### TASK STATEMENT
Images do not belong in the copy; retype the rest of the entries below exactly.

### TASK INPUTS
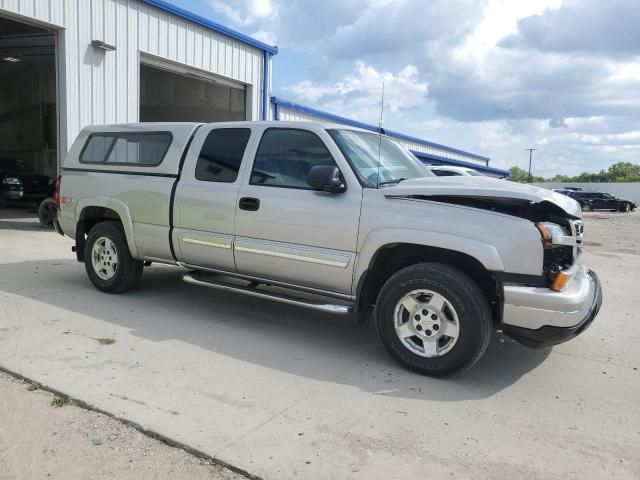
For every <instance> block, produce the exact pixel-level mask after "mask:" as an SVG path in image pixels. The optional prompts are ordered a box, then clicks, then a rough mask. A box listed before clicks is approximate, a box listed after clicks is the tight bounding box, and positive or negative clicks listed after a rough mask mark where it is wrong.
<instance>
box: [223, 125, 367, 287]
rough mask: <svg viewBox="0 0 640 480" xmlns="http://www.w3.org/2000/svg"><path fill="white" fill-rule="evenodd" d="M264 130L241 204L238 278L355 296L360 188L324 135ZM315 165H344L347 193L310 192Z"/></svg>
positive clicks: (331, 142)
mask: <svg viewBox="0 0 640 480" xmlns="http://www.w3.org/2000/svg"><path fill="white" fill-rule="evenodd" d="M262 130H263V133H262V135H261V138H260V140H259V142H258V140H256V144H258V146H257V149H256V153H255V156H254V158H253V163H252V164H247V166H246V170H247V173H246V174H245V176H244V180H243V182H242V187H241V189H240V195H239V200H238V210H237V215H236V239H235V247H234V248H235V259H236V266H237V268H238V272H239V273H242V274H247V275H253V276H257V277H263V278H269V279H273V280H279V281H282V282H288V283H293V284H297V285H304V286H307V287H312V288H317V289H320V290H328V291H331V292H336V293H342V294H350V293H351V284H352V276H353V268H354V262H355V257H356V245H357V238H358V226H359V220H360V207H361V204H362V187H361V186H360V184H359V182H358V180H357V178H356V177H355V175H354V174H353V171H352V170H351V168H350V167H349V165H348V164H347V163H346V161H345V160H344V157H342V155H341V154H340V153H339V150H338V148H337V146H336V145H335V144H334V143H333V141H332V140H331V138H330V137H329V135H328V134H327V132H326V131H325V130H324V129H321V128H319V127H310V128H309V129H302V128H286V127H267V128H263V129H262ZM314 165H335V166H338V168H339V169H340V172H341V174H342V177H343V179H344V181H345V182H346V184H347V191H345V192H342V193H328V192H323V191H318V190H314V189H312V188H311V187H310V186H309V185H308V184H307V174H308V172H309V170H310V169H311V167H313V166H314Z"/></svg>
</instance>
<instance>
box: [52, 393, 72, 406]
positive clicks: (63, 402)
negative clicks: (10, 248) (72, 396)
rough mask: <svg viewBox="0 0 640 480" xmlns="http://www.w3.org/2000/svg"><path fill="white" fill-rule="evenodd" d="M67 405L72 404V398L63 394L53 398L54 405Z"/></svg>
mask: <svg viewBox="0 0 640 480" xmlns="http://www.w3.org/2000/svg"><path fill="white" fill-rule="evenodd" d="M65 405H71V399H70V398H69V397H67V396H66V395H62V396H61V397H58V396H56V397H54V399H53V400H51V406H52V407H64V406H65Z"/></svg>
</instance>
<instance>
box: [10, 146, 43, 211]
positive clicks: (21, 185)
mask: <svg viewBox="0 0 640 480" xmlns="http://www.w3.org/2000/svg"><path fill="white" fill-rule="evenodd" d="M52 183H53V182H52V179H50V178H49V177H47V176H46V175H39V174H37V173H36V172H35V171H34V170H33V169H32V168H31V167H29V166H28V165H27V163H26V162H24V161H22V160H18V159H16V158H0V207H3V206H5V205H6V202H32V203H36V204H40V202H42V201H43V200H44V199H45V198H47V197H50V196H52V193H53V191H52V189H53V187H52Z"/></svg>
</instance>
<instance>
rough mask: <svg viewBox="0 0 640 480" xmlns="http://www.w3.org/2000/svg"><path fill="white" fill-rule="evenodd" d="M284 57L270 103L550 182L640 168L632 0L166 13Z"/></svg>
mask: <svg viewBox="0 0 640 480" xmlns="http://www.w3.org/2000/svg"><path fill="white" fill-rule="evenodd" d="M171 1H173V2H174V3H177V4H180V5H181V6H183V7H184V8H187V9H188V10H191V11H194V12H196V13H199V14H201V15H203V16H206V17H208V18H211V19H212V20H215V21H218V22H220V23H223V24H225V25H228V26H230V27H232V28H234V29H236V30H239V31H241V32H243V33H247V34H250V35H252V36H254V37H256V38H258V39H260V40H263V41H266V42H268V43H270V44H275V45H277V46H278V48H279V50H280V53H279V54H278V55H277V56H276V57H275V60H274V62H275V64H274V79H273V80H274V86H273V88H274V93H275V94H276V95H278V96H281V97H284V98H286V99H289V100H293V101H297V102H301V103H304V104H306V105H309V106H313V107H317V108H320V109H323V110H328V111H331V112H333V113H337V114H341V115H345V116H348V117H351V118H355V119H357V120H361V121H365V122H371V123H377V118H378V116H379V108H380V93H381V85H382V82H383V81H384V82H385V110H386V114H385V120H384V126H385V127H386V128H389V129H393V130H398V131H401V132H404V133H407V134H411V135H415V136H419V137H421V138H425V139H428V140H432V141H435V142H439V143H444V144H446V145H451V146H455V147H458V148H462V149H465V150H469V151H471V152H475V153H479V154H481V155H486V156H489V157H491V158H492V162H491V164H492V165H493V166H497V167H509V166H511V165H518V166H521V167H526V165H527V162H528V160H527V159H528V157H527V155H528V154H527V153H526V152H525V151H524V149H525V148H529V147H532V148H537V149H538V150H537V152H536V153H535V157H534V172H535V173H536V174H539V175H544V176H552V175H554V174H556V173H567V174H576V173H579V172H581V171H584V170H589V171H598V170H600V169H602V168H607V167H608V166H609V165H610V164H612V163H615V162H619V161H631V162H635V163H638V162H640V27H639V26H640V0H530V1H527V0H518V1H513V0H430V1H426V0H322V1H315V0H297V1H296V0H182V1H178V0H171Z"/></svg>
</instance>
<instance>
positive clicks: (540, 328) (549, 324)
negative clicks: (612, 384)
mask: <svg viewBox="0 0 640 480" xmlns="http://www.w3.org/2000/svg"><path fill="white" fill-rule="evenodd" d="M579 268H580V270H579V272H578V273H577V274H576V276H575V277H574V278H573V279H572V280H571V282H570V284H569V285H568V286H567V289H566V290H565V291H563V292H554V291H553V290H550V289H548V288H538V287H523V286H505V287H504V294H505V295H504V297H505V304H504V314H503V322H502V331H503V332H504V333H505V334H507V335H509V336H510V337H512V338H513V339H515V340H517V341H519V342H520V343H522V344H524V345H527V346H529V347H534V348H544V347H548V346H551V345H557V344H559V343H562V342H566V341H567V340H571V339H572V338H573V337H576V336H578V335H580V334H581V333H582V332H584V331H585V330H586V329H587V327H589V325H591V323H592V322H593V320H594V319H595V318H596V315H598V311H599V310H600V306H601V305H602V287H601V285H600V280H599V278H598V275H596V273H595V272H594V271H591V270H588V269H587V268H585V267H583V266H580V267H579Z"/></svg>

### RESULT OF THIS TASK
For every <instance> block, produce the exact pixel-level mask after "mask:" as an SVG path in image pixels. The optional prompts are ordered a box, then clicks, then a rough mask. A box listed before clicks is approximate, a box listed after clicks is the tight bounding box, and positive or negative clicks listed after a rough mask mark where it is wrong.
<instance>
box: [223, 125, 367, 287]
rough mask: <svg viewBox="0 0 640 480" xmlns="http://www.w3.org/2000/svg"><path fill="white" fill-rule="evenodd" d="M264 130L241 204L238 278L355 296L360 188L324 135ZM315 165H344L347 193L310 192Z"/></svg>
positive clicks: (331, 142)
mask: <svg viewBox="0 0 640 480" xmlns="http://www.w3.org/2000/svg"><path fill="white" fill-rule="evenodd" d="M262 130H263V133H262V135H261V138H260V140H259V142H258V140H256V144H258V146H257V149H256V153H255V156H254V158H253V163H252V164H247V166H246V170H247V173H246V174H245V176H244V180H243V182H242V187H241V189H240V195H239V200H238V210H237V215H236V239H235V247H234V248H235V259H236V266H237V268H238V272H239V273H242V274H247V275H253V276H257V277H263V278H269V279H273V280H279V281H282V282H288V283H293V284H297V285H304V286H307V287H312V288H317V289H320V290H328V291H331V292H336V293H342V294H350V293H351V284H352V276H353V268H354V262H355V257H356V245H357V238H358V226H359V220H360V207H361V204H362V187H361V186H360V184H359V182H358V180H357V178H356V177H355V175H354V174H353V171H352V170H351V168H350V167H349V165H348V164H347V163H346V161H345V160H344V157H342V155H341V154H340V153H339V150H338V148H337V146H336V145H335V144H334V143H333V141H332V140H331V138H330V137H329V135H328V134H327V132H326V131H325V130H324V129H321V128H319V127H310V128H309V129H302V128H286V127H267V128H263V129H262ZM314 165H335V166H338V168H339V169H340V172H341V174H342V177H343V179H344V181H345V182H346V184H347V191H345V192H342V193H328V192H323V191H318V190H314V189H312V188H311V187H310V186H309V185H308V184H307V174H308V172H309V170H310V169H311V167H313V166H314Z"/></svg>
</instance>
<instance>
box: [52, 393, 72, 406]
positive clicks: (63, 402)
negative clicks: (10, 248) (72, 396)
rough mask: <svg viewBox="0 0 640 480" xmlns="http://www.w3.org/2000/svg"><path fill="white" fill-rule="evenodd" d="M67 405L72 404V398L63 394L53 398L54 405Z"/></svg>
mask: <svg viewBox="0 0 640 480" xmlns="http://www.w3.org/2000/svg"><path fill="white" fill-rule="evenodd" d="M65 405H71V399H70V398H69V397H67V396H66V395H62V396H61V397H58V396H56V397H54V399H53V400H51V406H52V407H64V406H65Z"/></svg>
</instance>
<instance>
box: [10, 146, 43, 211]
positive clicks: (21, 185)
mask: <svg viewBox="0 0 640 480" xmlns="http://www.w3.org/2000/svg"><path fill="white" fill-rule="evenodd" d="M52 183H53V182H52V179H50V178H49V177H47V176H46V175H39V174H37V173H36V172H35V171H34V170H33V169H32V168H31V167H29V166H28V165H27V163H26V162H24V161H22V160H18V159H16V158H0V207H3V206H5V205H6V202H32V203H36V204H40V202H42V201H43V200H44V199H45V198H47V197H50V196H52V193H53V191H52V189H53V187H52Z"/></svg>
</instance>
<instance>
rough mask: <svg viewBox="0 0 640 480" xmlns="http://www.w3.org/2000/svg"><path fill="white" fill-rule="evenodd" d="M284 57L270 103L550 182L640 168L632 0L166 13Z"/></svg>
mask: <svg viewBox="0 0 640 480" xmlns="http://www.w3.org/2000/svg"><path fill="white" fill-rule="evenodd" d="M171 1H173V2H174V3H177V4H180V5H181V6H183V7H184V8H187V9H188V10H191V11H194V12H196V13H199V14H201V15H203V16H206V17H208V18H211V19H212V20H215V21H218V22H220V23H223V24H225V25H228V26H230V27H232V28H234V29H236V30H239V31H241V32H243V33H247V34H250V35H252V36H254V37H256V38H258V39H260V40H263V41H266V42H268V43H270V44H275V45H277V46H278V48H279V50H280V53H279V54H278V55H277V56H276V57H275V60H274V62H275V64H274V79H273V80H274V86H273V88H274V93H275V94H276V95H278V96H281V97H284V98H286V99H289V100H293V101H297V102H301V103H304V104H306V105H309V106H313V107H317V108H320V109H323V110H328V111H331V112H333V113H337V114H341V115H345V116H348V117H351V118H355V119H357V120H361V121H365V122H371V123H377V118H378V116H379V108H380V93H381V85H382V82H383V81H384V82H385V110H386V114H385V120H384V126H385V127H386V128H389V129H393V130H398V131H401V132H404V133H407V134H411V135H415V136H419V137H421V138H425V139H428V140H432V141H435V142H439V143H444V144H446V145H451V146H455V147H458V148H462V149H465V150H469V151H471V152H475V153H479V154H481V155H486V156H489V157H491V158H492V162H491V164H492V165H493V166H497V167H509V166H511V165H518V166H521V167H526V165H527V162H528V160H527V159H528V157H527V155H528V154H527V153H526V152H525V151H524V149H525V148H529V147H532V148H537V149H538V150H537V152H536V153H535V157H534V172H535V173H536V174H539V175H544V176H552V175H554V174H556V173H567V174H576V173H579V172H581V171H584V170H589V171H598V170H600V169H602V168H607V167H608V166H609V165H610V164H612V163H615V162H619V161H631V162H635V163H638V162H640V27H639V26H640V0H530V1H527V0H518V1H513V0H430V1H426V0H322V1H315V0H297V1H296V0H182V1H178V0H171Z"/></svg>
</instance>
<instance>
positive clicks: (540, 328) (549, 324)
negative clicks: (612, 384)
mask: <svg viewBox="0 0 640 480" xmlns="http://www.w3.org/2000/svg"><path fill="white" fill-rule="evenodd" d="M579 268H580V270H579V272H578V273H577V274H576V276H575V277H574V278H573V279H572V280H571V282H570V284H569V285H568V286H567V289H566V290H565V291H563V292H554V291H553V290H550V289H548V288H538V287H523V286H505V287H504V294H505V295H504V297H505V304H504V314H503V322H502V331H503V332H504V333H505V334H507V335H509V336H510V337H512V338H513V339H515V340H517V341H519V342H520V343H522V344H524V345H527V346H529V347H534V348H544V347H548V346H551V345H557V344H559V343H562V342H566V341H567V340H571V339H572V338H573V337H576V336H578V335H580V334H581V333H582V332H584V331H585V330H586V329H587V327H589V325H591V323H592V322H593V320H594V319H595V318H596V315H598V311H599V310H600V306H601V305H602V287H601V285H600V280H599V278H598V275H596V273H595V272H594V271H591V270H588V269H587V268H585V267H583V266H580V267H579Z"/></svg>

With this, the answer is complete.